Artigo aborda penas não pecuniárias na Lei de Defesa da Concorrência, focando no artigo 38, inciso VII (lei 12.529/11), destacando medidas para eliminar efeitos nocivos à ordem econômica. Análise baseada em doutrina, legislação comparada e jurisprudência do Cade de 2012 a 2020.

25/1/2024

O presente artigo faz parte de uma série tratando das penas não pecuniárias aplicadas a pessoas físicas e jurídicas com base na Lei de Defesa da Concorrência – LDC (lei 12.529/11), especificamente no artigo 38 e seus incisos, e que estão explicitados mais detalhadamente na obra coletiva “Sanções não pecuniárias no antitruste”, organizada pela Profa. Amanda Athayde e publicada pela Editora Singular1.

Neste artigo, trataremos da pena de “qualquer outro ato ou providência necessários para a eliminação dos efeitos nocivos à ordem econômica”, constante do artigo 38, inciso VII da lei 12.529/11, objeto de análise aprofundada na referida obra pelas mesmas autoras desse artigo. O estudo levou em consideração a doutrina existente sobre o assunto, legislação comparada e a análise da jurisprudência do Cade nos casos em que essa pena foi aplicada entre 2012 e 2020.

Mas que pena antitruste não pecuniária é essa?

No Brasil, o tema é ainda pouco explorado. De um lado, fortalece a capacidade interventiva das autoridades antitruste para suspensão e/ou reversão de efeitos anticompetitivos criados no mercado por infrações à ordem econômica, além de ampliar o efeito dissuasório da, somando-se à aplicação de multas.2 De outro, a aparente liberdade concedida pelo inciso VII não dá à autoridade poderes irrestritos para extra legem prever novas sanções de forma discricionária e ad hoc.3 Para a modulação da sanção impõe-se então, o desafio de se identificar que os atos sancionados são suficientemente graves ou que a pena não pecuniária atende ao interesse público geral, o que só seria aplicável caso nenhuma outra penalidade prevista em lei fosse capaz de cessar a infração ou gerar punição adequada.4 Assim, a amplitude do texto legal impõe à autoridade um ônus qualificado na demonstração da adequação, razoabilidade e proporcionalidade das medidas impostas, como manda a lei 9.784/99, que regula o processo administrativo a nível federal.5

Feitas essas breves considerações iniciais, resta perguntar: esse tipo de pena é uma peculiaridade do antitruste brasileiro ou existem experiências semelhantes em outras jurisdições?

A existência de um dispositivo com redação ampla atribuindo à autoridade concorrencial margem para a modulação de sanções não pecuniárias não destoa da experiência internacional. É o caso de EUA, Japão, Austrália, Canadá e União Europeia6; mas, uma análise sobre a jurisprudência desses países indica, como regra, uma baixa recorrência da aplicação desse tipo de sanção. Exemplos excepcionais encontrados são (i) a sanção japonesa de revisão do regulamento interno da empresa para incluir medidas de responsabilização dos funcionários envolvidos na prática; e, no âmbito da União Europeia, as obrigações de (ii) divulgação de informações, (iii) revisão de contratos, (iv) desvinculação de produtos vendidos, (v) e garantia de interoperabilidade.

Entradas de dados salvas

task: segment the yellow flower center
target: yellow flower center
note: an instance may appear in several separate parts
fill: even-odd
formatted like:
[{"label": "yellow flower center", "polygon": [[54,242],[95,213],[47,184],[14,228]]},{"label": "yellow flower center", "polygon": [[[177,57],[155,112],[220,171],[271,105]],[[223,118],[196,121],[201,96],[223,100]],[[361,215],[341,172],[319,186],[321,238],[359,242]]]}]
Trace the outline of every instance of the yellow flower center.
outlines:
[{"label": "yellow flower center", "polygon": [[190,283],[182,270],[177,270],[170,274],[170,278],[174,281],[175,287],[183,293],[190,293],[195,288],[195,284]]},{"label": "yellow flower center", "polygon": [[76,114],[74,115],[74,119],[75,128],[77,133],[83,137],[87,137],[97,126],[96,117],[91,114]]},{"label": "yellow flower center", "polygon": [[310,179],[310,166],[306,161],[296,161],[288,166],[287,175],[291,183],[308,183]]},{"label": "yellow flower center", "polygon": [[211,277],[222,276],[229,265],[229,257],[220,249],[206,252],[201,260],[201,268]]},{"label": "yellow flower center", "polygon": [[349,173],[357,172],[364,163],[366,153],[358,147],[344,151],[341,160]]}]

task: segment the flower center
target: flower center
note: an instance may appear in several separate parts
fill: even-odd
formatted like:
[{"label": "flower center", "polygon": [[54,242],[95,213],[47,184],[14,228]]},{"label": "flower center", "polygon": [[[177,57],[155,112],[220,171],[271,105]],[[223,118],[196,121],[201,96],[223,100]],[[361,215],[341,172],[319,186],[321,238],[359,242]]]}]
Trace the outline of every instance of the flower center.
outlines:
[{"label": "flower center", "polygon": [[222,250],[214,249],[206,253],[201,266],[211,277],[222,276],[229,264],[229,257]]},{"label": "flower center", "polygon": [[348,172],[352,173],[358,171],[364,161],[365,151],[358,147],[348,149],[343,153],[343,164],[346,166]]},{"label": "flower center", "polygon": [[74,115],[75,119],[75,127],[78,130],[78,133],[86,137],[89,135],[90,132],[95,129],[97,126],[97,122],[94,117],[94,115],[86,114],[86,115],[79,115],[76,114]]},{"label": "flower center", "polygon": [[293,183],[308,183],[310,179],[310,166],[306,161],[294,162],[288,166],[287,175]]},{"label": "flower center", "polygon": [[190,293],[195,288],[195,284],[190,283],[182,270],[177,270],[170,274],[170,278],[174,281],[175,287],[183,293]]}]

TAREFAS OBRIGATÓRIAS
1) Em duas frases, como você resumiria o artigo sobre penas não pecuniárias no antitruste?
2) Você pode imprimir o trecho do artigo sobre penas não pecuniárias no antitruste que começa em "Artigo aborda penas" e termina em "pela Editora Singular1."?

TAREFAS RESOLVIDAS
1) O artigo trata da pena prevista no artigo 38, inciso VII, da lei 12.529/11, que abrange qualquer outro ato ou providência necessários para eliminar efeitos nocivos à ordem econômica, e baseia-se em doutrina, legislação comparada e jurisprudência do Cade entre 2012 e 2020. Essa pena fortalece a capacidade interventiva das autoridades antitruste sem lhes conferir poderes irrestritos, e dispositivos igualmente amplos existem em EUA, Japão, Austrália, Canadá e União Europeia, onde, em regra, são pouco aplicados.

2)
Artigo aborda penas não pecuniárias na Lei de Defesa da Concorrência, focando no artigo 38, inciso VII (lei 12.529/11), destacando medidas para eliminar efeitos nocivos à ordem econômica. Análise baseada em doutrina, legislação comparada e jurisprudência do Cade de 2012 a 2020.

25/1/2024

O presente artigo faz parte de uma série tratando das penas não pecuniárias aplicadas a pessoas físicas e jurídicas com base na Lei de Defesa da Concorrência – LDC (lei 12.529/11), especificamente no artigo 38 e seus incisos, e que estão explicitados mais detalhadamente na obra coletiva “Sanções não pecuniárias no antitruste”, organizada pela Profa. Amanda Athayde e publicada pela Editora Singular1.